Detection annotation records
-- Begin --

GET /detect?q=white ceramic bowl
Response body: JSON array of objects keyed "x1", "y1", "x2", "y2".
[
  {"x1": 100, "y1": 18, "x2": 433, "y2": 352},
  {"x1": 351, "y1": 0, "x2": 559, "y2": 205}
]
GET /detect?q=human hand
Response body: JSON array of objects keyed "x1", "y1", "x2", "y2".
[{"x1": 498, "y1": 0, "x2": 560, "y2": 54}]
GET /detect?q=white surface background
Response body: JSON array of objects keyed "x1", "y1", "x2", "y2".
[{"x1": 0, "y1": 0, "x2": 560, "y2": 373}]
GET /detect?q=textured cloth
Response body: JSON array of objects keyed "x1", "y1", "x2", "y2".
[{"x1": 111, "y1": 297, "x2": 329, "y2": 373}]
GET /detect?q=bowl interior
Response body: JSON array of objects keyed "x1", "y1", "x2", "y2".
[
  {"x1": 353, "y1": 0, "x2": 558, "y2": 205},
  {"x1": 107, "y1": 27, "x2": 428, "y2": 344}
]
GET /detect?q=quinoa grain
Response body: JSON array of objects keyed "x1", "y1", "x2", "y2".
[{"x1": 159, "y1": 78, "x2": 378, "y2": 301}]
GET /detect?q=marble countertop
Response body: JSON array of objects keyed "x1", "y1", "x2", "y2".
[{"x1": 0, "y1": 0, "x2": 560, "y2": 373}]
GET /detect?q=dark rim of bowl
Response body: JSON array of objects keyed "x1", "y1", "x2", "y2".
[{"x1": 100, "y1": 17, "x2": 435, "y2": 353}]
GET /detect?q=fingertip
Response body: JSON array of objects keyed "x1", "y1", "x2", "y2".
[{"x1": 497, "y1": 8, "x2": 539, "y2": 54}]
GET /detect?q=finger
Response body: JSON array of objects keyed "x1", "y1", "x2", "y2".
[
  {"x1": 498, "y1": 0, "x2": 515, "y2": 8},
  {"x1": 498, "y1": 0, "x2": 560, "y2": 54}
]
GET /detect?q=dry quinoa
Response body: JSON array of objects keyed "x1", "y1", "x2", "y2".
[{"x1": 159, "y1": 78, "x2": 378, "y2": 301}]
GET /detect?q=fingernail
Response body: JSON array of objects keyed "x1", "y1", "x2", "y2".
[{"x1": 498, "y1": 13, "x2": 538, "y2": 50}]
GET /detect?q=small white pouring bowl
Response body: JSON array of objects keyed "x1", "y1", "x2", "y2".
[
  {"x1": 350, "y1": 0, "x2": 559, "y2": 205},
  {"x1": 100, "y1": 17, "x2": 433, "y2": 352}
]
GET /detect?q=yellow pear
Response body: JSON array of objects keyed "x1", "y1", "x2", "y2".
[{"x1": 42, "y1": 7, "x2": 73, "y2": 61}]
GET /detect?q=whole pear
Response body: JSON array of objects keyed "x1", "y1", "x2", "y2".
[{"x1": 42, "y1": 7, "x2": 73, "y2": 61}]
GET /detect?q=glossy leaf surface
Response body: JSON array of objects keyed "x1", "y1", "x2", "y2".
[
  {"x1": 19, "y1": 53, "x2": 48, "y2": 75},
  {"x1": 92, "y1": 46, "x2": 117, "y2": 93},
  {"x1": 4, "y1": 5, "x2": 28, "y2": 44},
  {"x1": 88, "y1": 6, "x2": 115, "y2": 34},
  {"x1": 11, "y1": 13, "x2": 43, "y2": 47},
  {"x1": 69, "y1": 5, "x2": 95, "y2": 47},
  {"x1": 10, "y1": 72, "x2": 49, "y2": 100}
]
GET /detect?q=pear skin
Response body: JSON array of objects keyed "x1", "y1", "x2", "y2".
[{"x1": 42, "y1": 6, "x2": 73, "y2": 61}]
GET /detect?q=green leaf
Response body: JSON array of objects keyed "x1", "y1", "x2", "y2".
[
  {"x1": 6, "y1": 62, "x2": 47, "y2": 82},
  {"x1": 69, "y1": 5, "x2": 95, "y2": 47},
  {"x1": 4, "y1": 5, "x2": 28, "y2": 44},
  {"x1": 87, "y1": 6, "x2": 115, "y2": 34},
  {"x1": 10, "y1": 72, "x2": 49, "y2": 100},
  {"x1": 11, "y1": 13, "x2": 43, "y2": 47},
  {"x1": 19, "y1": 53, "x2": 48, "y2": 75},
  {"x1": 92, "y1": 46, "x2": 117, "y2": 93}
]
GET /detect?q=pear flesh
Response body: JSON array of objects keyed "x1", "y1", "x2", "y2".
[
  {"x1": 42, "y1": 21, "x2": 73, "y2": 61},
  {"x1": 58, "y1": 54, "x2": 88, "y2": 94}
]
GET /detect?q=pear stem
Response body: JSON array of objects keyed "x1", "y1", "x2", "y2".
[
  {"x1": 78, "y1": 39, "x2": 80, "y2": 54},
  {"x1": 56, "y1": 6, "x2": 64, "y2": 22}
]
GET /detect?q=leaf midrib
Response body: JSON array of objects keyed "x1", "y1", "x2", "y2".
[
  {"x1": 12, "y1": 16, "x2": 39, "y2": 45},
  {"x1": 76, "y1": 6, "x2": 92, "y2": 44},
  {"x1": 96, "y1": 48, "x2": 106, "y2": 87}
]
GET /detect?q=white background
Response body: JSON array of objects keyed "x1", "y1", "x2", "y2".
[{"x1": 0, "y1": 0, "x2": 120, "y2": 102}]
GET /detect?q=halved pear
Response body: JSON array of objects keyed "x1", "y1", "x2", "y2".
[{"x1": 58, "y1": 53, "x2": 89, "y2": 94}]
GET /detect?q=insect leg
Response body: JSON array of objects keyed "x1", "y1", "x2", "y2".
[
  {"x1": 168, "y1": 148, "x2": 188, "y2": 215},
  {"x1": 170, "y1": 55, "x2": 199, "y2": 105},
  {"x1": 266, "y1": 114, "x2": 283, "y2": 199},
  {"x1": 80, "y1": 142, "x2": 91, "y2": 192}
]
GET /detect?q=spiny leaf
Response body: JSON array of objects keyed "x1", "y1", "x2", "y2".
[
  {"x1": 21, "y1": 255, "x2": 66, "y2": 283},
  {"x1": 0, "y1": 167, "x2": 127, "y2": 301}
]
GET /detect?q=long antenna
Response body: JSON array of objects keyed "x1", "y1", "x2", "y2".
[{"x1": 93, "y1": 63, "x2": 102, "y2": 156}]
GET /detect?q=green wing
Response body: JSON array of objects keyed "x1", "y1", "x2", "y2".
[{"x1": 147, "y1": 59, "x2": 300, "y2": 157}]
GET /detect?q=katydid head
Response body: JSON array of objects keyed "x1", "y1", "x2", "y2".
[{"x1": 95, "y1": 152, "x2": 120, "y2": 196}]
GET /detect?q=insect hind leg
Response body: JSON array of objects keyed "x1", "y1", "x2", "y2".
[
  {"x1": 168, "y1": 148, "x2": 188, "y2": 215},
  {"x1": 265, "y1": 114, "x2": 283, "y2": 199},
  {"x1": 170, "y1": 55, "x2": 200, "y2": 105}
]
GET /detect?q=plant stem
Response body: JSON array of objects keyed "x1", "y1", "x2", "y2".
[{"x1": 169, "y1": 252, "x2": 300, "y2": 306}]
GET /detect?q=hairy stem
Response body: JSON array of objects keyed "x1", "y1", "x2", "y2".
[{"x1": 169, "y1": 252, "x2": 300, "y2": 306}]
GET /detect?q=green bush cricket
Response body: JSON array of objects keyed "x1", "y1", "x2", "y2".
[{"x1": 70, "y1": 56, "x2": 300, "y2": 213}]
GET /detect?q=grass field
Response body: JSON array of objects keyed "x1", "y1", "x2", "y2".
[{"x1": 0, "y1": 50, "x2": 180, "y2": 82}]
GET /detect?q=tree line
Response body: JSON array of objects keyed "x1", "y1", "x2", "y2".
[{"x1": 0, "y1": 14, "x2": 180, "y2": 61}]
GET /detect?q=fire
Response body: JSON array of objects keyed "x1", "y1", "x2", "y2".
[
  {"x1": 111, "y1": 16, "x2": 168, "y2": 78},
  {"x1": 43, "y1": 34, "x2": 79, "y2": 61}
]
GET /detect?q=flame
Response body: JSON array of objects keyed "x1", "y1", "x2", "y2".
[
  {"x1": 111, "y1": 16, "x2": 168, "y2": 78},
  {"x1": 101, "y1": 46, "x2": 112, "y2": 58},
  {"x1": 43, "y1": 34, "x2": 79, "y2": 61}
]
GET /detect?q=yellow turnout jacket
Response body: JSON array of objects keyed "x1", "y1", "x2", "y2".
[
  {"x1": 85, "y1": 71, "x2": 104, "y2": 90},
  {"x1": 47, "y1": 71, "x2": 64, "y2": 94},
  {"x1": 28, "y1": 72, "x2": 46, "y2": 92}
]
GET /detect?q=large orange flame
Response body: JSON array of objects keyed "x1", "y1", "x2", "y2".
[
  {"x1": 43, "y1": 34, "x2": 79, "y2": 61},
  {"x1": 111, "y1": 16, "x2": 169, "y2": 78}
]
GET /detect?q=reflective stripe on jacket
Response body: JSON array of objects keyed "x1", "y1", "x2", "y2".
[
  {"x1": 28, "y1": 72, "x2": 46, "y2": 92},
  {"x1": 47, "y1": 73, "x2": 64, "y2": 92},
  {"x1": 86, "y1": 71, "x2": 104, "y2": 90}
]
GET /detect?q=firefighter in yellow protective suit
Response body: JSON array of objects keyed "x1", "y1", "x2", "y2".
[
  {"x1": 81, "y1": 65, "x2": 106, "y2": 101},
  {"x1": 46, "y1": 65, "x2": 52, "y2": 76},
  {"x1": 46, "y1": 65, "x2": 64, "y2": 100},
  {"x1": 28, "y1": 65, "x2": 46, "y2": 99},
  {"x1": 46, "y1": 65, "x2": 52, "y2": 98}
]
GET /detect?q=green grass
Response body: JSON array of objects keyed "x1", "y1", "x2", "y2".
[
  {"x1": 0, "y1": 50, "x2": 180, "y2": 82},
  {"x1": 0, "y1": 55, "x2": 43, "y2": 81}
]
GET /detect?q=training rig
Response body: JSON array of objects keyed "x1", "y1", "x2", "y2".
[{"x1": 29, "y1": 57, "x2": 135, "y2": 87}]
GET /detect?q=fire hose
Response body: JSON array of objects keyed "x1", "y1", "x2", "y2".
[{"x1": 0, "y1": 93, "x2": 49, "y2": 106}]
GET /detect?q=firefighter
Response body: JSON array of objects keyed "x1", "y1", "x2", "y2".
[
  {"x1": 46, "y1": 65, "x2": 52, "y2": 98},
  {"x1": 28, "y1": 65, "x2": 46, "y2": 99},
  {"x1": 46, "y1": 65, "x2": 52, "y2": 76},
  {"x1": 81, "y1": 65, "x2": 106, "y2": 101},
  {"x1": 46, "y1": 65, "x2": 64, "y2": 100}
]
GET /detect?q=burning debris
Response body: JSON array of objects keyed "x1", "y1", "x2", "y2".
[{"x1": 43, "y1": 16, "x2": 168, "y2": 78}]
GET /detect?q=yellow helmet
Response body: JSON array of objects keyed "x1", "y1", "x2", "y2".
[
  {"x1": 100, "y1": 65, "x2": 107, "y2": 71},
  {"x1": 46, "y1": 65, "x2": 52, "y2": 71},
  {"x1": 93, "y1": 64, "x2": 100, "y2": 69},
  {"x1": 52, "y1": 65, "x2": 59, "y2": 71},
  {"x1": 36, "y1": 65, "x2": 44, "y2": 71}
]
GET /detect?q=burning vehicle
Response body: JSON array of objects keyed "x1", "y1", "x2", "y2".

-- End --

GOAL.
How many lines in the records above contain the string "surface"? Matching is case-sensitive; give only the number.

SOLUTION TO THIS EXERCISE.
2